In hindsight, both treatments were good for me, as I was more out of control than I could really see at the time, so while I resented, hated, and to an extent resisted treatment, eventually I could see the point, cooperated, and got the help I needed.

Without those interventions I'd probably be dead.

In my last round of depression, where I did OD, my psychiatrist cooperated with me, to keep me out of the hospital unless it was absolutely a crisis situation. We adjusted my meds and went to weekly appointments. The reason for me wanting desperately not to be hospitalized, is that if you're hospitalized 3 times in a 3 year period you can become subject to a Community Treatment Order, and assigned to an ACT team. CTO's and ACT teams are reserved for the seriously mentally ill. Now I've always been meds compliant, so the likelihood of being given a CTO was low, but I've been closer to it in the past than I liked, so I didn't want to meet the official criteria, because the last thing I need as I try to rebuild my life, is someone from an ACT team paying me regular visits.

● **EXERCISE SET**
1. In the personal account of psychiatric treatment, what can happen to someone who is hospitalized three times in a three-year period?
2. Extend the personal account of psychiatric treatment, picking up right after its last sentence.

● **INFORMATION SUPPLIED**
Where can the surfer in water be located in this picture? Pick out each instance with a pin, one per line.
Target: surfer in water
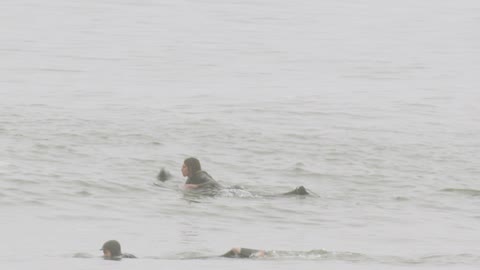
(201, 180)
(113, 251)
(197, 178)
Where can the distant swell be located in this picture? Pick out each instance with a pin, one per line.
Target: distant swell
(464, 191)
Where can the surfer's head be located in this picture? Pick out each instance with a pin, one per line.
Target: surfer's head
(191, 166)
(111, 249)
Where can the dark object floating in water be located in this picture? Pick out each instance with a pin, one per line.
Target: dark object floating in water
(301, 190)
(163, 175)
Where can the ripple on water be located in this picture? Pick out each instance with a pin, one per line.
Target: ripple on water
(463, 191)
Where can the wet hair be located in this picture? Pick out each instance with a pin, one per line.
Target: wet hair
(193, 165)
(114, 247)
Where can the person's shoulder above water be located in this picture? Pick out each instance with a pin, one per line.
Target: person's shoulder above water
(113, 251)
(196, 176)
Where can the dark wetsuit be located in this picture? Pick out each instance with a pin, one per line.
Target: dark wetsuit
(203, 179)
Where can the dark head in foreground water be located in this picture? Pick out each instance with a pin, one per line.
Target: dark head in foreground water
(113, 251)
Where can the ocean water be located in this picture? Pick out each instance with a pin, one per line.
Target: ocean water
(371, 105)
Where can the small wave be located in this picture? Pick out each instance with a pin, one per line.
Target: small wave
(235, 192)
(463, 191)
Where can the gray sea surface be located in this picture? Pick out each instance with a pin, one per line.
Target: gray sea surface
(372, 105)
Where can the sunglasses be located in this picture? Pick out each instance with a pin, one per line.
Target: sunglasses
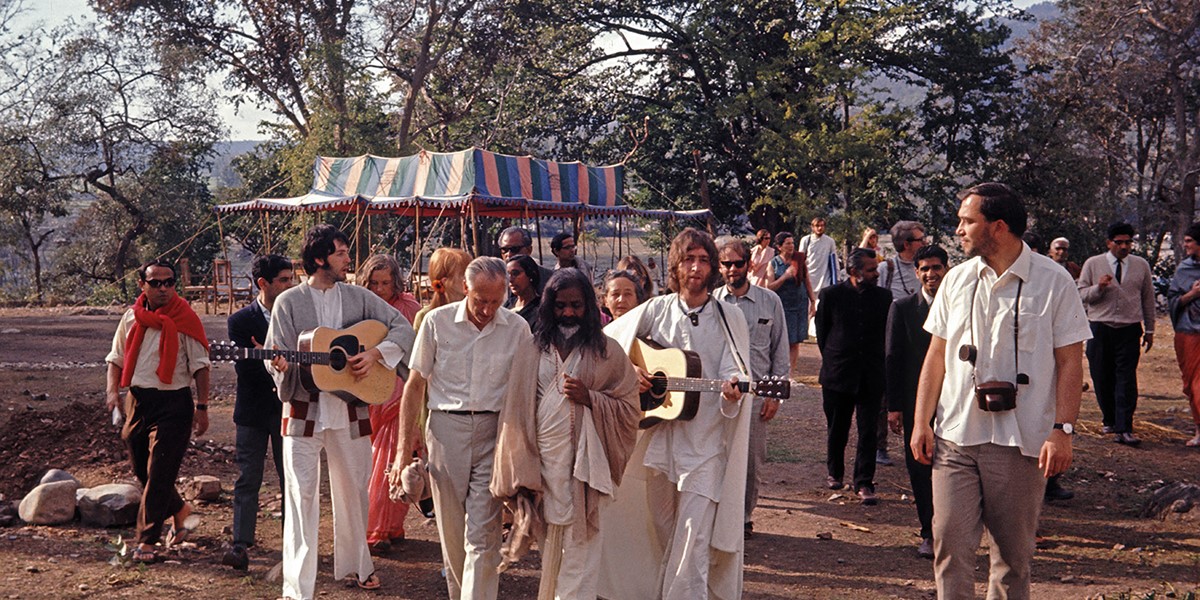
(169, 282)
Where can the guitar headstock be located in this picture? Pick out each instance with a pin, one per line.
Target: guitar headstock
(775, 387)
(225, 351)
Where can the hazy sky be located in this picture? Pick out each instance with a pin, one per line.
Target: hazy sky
(243, 123)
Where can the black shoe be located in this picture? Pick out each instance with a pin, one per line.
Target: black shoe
(237, 558)
(1057, 492)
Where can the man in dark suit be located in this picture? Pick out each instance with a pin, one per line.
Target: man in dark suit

● **ANSWERS FOR THE TASKS**
1. They can become subject to a Community Treatment Order and be assigned to an ACT team.

2.
That being said, I do see the flip side. I have a cousin who like me is a recovering alcoholic with MH issues. She works as a peer support worker with an ACT team, in North Toronto. She views her role as helping people stay out of the hospital, and if that means ensuring that they are meds compliant that's what she'll do. She has one patient who keeps going off his meds because he believes that they're what's making him ill, and it's a revolving door in and out of the psych hospital. Is that good for him? no. But the fact is he can't function without medication. On meds he can function and have some semblance of a life. So what's the choice, try to keep him on meds and have a chance at a life, or give up on him, let him go off his meds, have him wind up on the streets likely to be dead in 6 months.

As I said it's a complicated issue for me. To me, forced treatment should be an absolute last resort, but I do think it has it's place.